- [PROBLEM TO SOLVE]
Write out the condor reintroduction article below word for word, everything from "At the end of" down to "returned to captivity.".

- [DOCUMENT SEGMENT]

>>>

Condor reintroduction has success

A review of the 2007-2011 period of the California condor reintroduction program in northern Arizona and southern Utah is complete. A team of wildlife officials, land managers and condor biologists point to a number of successes; including an increase in the free-ranging population, consistent use of seasonal ranges by condors and an increased number of breeding pairs.

The experimental Southwest condor reintroduction project began with the release of six condors at the Vermilion Cliffs in Arizona in December 1996. This is the third 5-year review of the program.

At the end of 2011 there were 73 free-ranging condors in the Southwest population – an increase of 16 birds during the review period (there are presently 76). A total of 41 captive-raised birds were released into the population. Ten chicks were wild-hatched during the 5-year period, and 7 of them died or went missing. An additional 24 adults died or went missing, and 5 birds were returned to captivity.

During the first 10 years of the recovery program, most birds stayed in the general vicinity of the Vermillion Cliffs release site or concentrated along the Colorado River corridor. During this review period, many birds in the population have been spending a greater portion of the year in Utah, using areas near Zion National Park along the Kolob Terrace and the high country of southern Utah.

As the wild population has matured, there has been increased breeding activity, with 5-6 pairs attempting to breed each year from 2007-2011 and 1-3 chicks successfully produced each year – all in Arizona.

Lead poisoning remains the primary diagnosed cause of mortality in the population. Lead poisoning cases occur predominantly in the fall and winter months and are associated with the big game hunting seasons, but sporadic incidents have occurred in the spring and summer. The Peregrine Fund’s field team attempts to trap every individual in the free-flying population before and after the hunting season, but as the population has grown and is using a larger range, this has become more difficult. Between 85%-97% of the population was tested for lead exposure each year of this reporting period, with 27%-56% of those tested treated (chelated) for lead poisoning.

Since 2005, Arizona Game and Fish Department (AGFD) has conducted a voluntary lead reduction program, with 83%-90% of successful Kaibab area hunters participating in 2007-2011. Utah Division of Wildlife Resources (UDWR) initiated a voluntary non-lead ammunition program for the Zion Wildlife Management Unit in southern Utah in 2010 but estimates only 5% participation among these hunters. The number of Utah hunters who are involved in the program is expected to increase, however, as the UDWR expands its non-lead ammunition program in 2012.

<<<

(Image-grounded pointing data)
>>>

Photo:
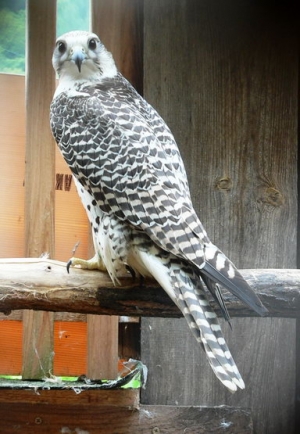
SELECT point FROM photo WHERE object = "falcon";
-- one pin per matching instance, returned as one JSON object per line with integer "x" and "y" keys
{"x": 132, "y": 182}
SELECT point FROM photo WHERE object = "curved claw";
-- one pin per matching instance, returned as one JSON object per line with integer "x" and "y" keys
{"x": 69, "y": 264}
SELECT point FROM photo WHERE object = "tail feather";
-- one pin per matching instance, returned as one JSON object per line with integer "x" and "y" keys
{"x": 219, "y": 268}
{"x": 204, "y": 325}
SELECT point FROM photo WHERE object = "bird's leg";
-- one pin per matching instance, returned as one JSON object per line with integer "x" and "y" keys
{"x": 95, "y": 263}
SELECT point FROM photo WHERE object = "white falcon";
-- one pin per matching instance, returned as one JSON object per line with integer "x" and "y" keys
{"x": 133, "y": 185}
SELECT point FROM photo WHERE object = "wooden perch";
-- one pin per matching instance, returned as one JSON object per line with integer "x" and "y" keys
{"x": 42, "y": 284}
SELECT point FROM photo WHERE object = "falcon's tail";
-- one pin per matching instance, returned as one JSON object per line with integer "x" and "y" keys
{"x": 204, "y": 325}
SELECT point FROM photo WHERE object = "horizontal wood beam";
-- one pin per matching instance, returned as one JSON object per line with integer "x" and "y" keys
{"x": 43, "y": 284}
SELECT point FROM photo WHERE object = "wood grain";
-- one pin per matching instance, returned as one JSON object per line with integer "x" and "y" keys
{"x": 45, "y": 284}
{"x": 224, "y": 77}
{"x": 71, "y": 418}
{"x": 39, "y": 177}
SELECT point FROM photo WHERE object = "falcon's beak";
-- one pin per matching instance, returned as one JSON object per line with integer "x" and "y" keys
{"x": 78, "y": 57}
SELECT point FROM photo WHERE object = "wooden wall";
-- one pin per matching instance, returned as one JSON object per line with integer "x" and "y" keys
{"x": 224, "y": 77}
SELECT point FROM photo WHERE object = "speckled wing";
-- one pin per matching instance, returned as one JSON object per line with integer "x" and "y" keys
{"x": 123, "y": 153}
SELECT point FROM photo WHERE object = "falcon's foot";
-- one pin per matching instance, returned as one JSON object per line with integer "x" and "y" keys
{"x": 94, "y": 263}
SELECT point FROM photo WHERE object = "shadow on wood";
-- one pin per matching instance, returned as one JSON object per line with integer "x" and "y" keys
{"x": 42, "y": 284}
{"x": 117, "y": 411}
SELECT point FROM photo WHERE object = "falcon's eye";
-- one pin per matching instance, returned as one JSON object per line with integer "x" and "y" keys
{"x": 92, "y": 44}
{"x": 61, "y": 47}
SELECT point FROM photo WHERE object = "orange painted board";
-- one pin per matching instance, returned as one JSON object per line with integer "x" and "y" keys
{"x": 69, "y": 348}
{"x": 11, "y": 347}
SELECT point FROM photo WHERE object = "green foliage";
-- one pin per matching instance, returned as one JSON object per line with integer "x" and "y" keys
{"x": 12, "y": 40}
{"x": 71, "y": 15}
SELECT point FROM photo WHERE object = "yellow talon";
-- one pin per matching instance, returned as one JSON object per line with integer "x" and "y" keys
{"x": 94, "y": 263}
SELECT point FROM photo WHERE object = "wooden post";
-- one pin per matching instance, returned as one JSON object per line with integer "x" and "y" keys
{"x": 116, "y": 24}
{"x": 224, "y": 77}
{"x": 39, "y": 176}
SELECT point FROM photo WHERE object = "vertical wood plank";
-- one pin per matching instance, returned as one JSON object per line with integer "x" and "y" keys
{"x": 117, "y": 23}
{"x": 39, "y": 176}
{"x": 224, "y": 77}
{"x": 102, "y": 350}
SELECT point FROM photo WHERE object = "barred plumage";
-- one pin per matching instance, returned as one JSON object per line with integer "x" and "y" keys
{"x": 132, "y": 182}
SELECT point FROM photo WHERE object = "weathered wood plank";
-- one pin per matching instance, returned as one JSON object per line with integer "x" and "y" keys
{"x": 108, "y": 419}
{"x": 113, "y": 398}
{"x": 102, "y": 346}
{"x": 39, "y": 176}
{"x": 45, "y": 284}
{"x": 224, "y": 75}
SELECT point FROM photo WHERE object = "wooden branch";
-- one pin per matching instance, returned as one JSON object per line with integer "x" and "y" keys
{"x": 42, "y": 284}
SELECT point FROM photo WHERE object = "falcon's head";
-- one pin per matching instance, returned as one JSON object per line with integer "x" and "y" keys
{"x": 81, "y": 56}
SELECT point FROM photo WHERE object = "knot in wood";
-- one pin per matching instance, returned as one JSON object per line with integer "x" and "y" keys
{"x": 271, "y": 196}
{"x": 223, "y": 183}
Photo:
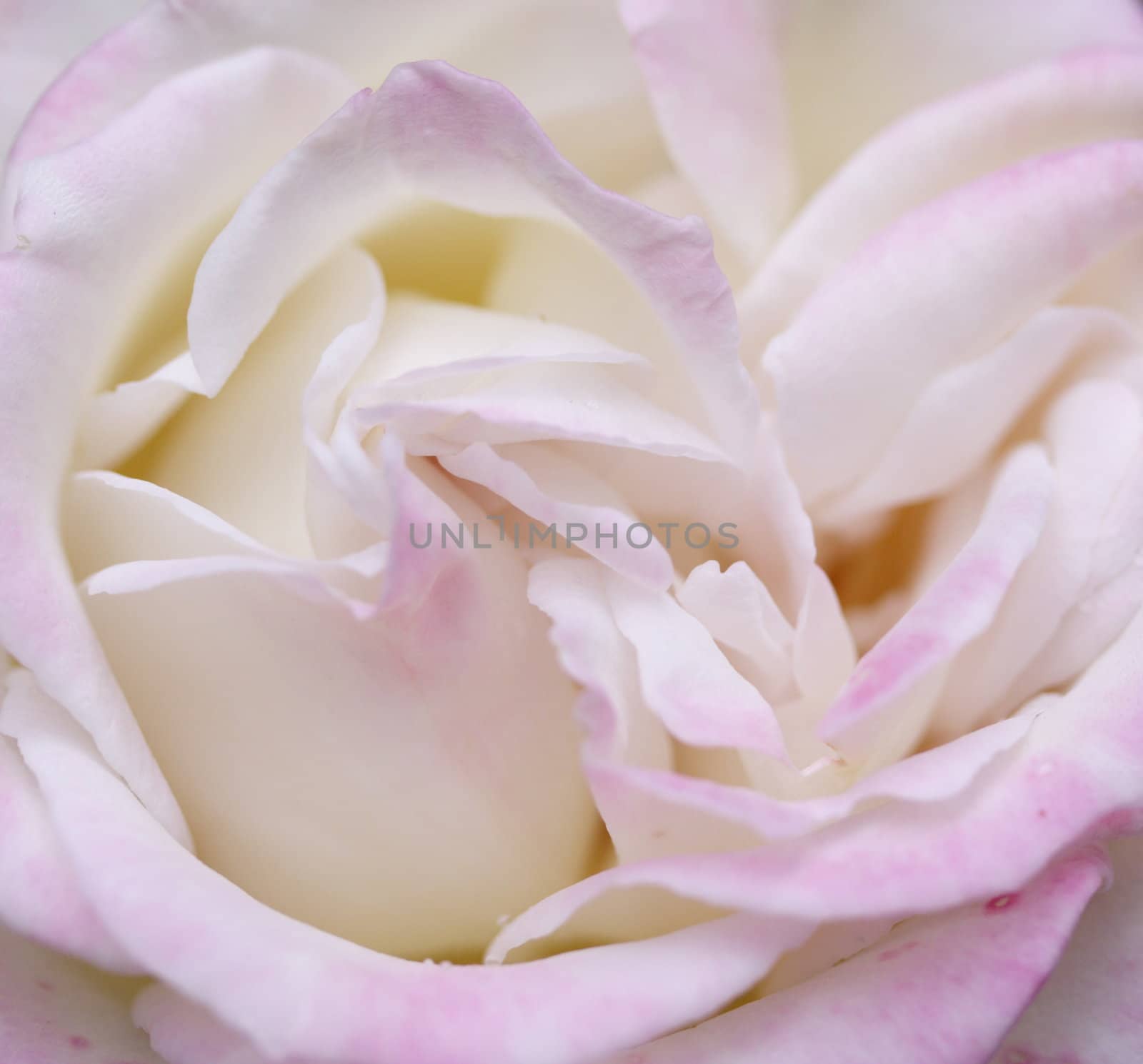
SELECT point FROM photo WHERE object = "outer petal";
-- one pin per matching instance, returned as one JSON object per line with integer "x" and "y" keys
{"x": 1091, "y": 1009}
{"x": 937, "y": 446}
{"x": 908, "y": 306}
{"x": 37, "y": 40}
{"x": 39, "y": 894}
{"x": 889, "y": 56}
{"x": 541, "y": 49}
{"x": 957, "y": 608}
{"x": 714, "y": 78}
{"x": 1082, "y": 99}
{"x": 251, "y": 966}
{"x": 462, "y": 782}
{"x": 651, "y": 809}
{"x": 55, "y": 1010}
{"x": 1077, "y": 774}
{"x": 941, "y": 989}
{"x": 1055, "y": 618}
{"x": 201, "y": 152}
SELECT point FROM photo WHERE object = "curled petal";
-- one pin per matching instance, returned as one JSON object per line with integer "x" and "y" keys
{"x": 1079, "y": 99}
{"x": 1089, "y": 1009}
{"x": 1074, "y": 775}
{"x": 714, "y": 76}
{"x": 1028, "y": 232}
{"x": 251, "y": 965}
{"x": 444, "y": 135}
{"x": 55, "y": 1009}
{"x": 941, "y": 989}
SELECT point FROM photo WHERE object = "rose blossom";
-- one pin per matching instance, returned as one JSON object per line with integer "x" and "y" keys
{"x": 843, "y": 784}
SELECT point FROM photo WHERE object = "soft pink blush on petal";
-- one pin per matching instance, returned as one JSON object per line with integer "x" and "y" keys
{"x": 941, "y": 989}
{"x": 1074, "y": 775}
{"x": 893, "y": 56}
{"x": 958, "y": 607}
{"x": 39, "y": 893}
{"x": 251, "y": 966}
{"x": 38, "y": 38}
{"x": 1080, "y": 99}
{"x": 55, "y": 1010}
{"x": 200, "y": 156}
{"x": 1028, "y": 232}
{"x": 1089, "y": 1012}
{"x": 540, "y": 49}
{"x": 436, "y": 133}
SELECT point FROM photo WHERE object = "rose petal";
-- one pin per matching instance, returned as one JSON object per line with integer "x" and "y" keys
{"x": 1089, "y": 1009}
{"x": 1080, "y": 99}
{"x": 245, "y": 274}
{"x": 39, "y": 39}
{"x": 54, "y": 1009}
{"x": 1076, "y": 774}
{"x": 957, "y": 608}
{"x": 539, "y": 49}
{"x": 200, "y": 152}
{"x": 937, "y": 446}
{"x": 1095, "y": 437}
{"x": 941, "y": 989}
{"x": 241, "y": 454}
{"x": 39, "y": 894}
{"x": 480, "y": 786}
{"x": 1027, "y": 231}
{"x": 686, "y": 679}
{"x": 541, "y": 483}
{"x": 714, "y": 79}
{"x": 892, "y": 56}
{"x": 251, "y": 966}
{"x": 651, "y": 809}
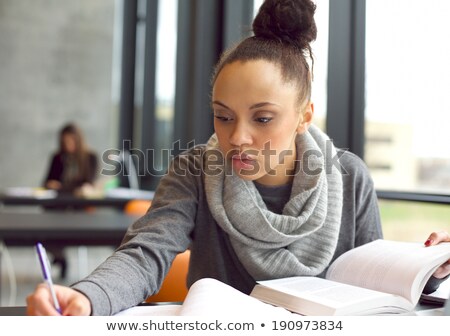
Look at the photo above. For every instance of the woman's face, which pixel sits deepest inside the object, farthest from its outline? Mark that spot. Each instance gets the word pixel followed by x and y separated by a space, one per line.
pixel 256 119
pixel 69 143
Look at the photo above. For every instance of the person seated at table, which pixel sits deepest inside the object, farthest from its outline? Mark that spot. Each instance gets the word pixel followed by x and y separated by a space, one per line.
pixel 74 166
pixel 73 170
pixel 262 199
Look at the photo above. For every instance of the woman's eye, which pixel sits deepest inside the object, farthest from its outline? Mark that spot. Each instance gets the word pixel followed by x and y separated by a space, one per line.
pixel 263 120
pixel 222 118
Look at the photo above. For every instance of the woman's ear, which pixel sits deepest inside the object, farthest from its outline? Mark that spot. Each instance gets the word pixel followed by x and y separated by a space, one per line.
pixel 306 119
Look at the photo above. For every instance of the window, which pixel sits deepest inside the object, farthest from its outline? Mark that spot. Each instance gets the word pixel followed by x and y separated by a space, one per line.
pixel 407 108
pixel 406 116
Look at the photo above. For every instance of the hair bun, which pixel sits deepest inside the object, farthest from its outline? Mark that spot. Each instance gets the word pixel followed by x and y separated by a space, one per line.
pixel 290 21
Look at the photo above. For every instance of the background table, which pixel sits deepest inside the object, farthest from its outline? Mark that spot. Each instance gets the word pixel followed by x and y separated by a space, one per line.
pixel 64 228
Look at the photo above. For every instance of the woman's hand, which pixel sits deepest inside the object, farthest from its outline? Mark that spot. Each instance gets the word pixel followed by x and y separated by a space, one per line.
pixel 72 302
pixel 436 238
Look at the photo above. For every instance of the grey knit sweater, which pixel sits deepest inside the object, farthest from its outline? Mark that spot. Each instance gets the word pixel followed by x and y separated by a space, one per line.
pixel 179 219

<<<

- [RESPONSE TO THE TASK]
At the end of 2011 there were 73 free-ranging condors in the Southwest population – an increase of 16 birds during the review period (there are presently 76). A total of 41 captive-raised birds were released into the population. Ten chicks were wild-hatched during the 5-year period, and 7 of them died or went missing. An additional 24 adults died or went missing, and 5 birds were returned to captivity.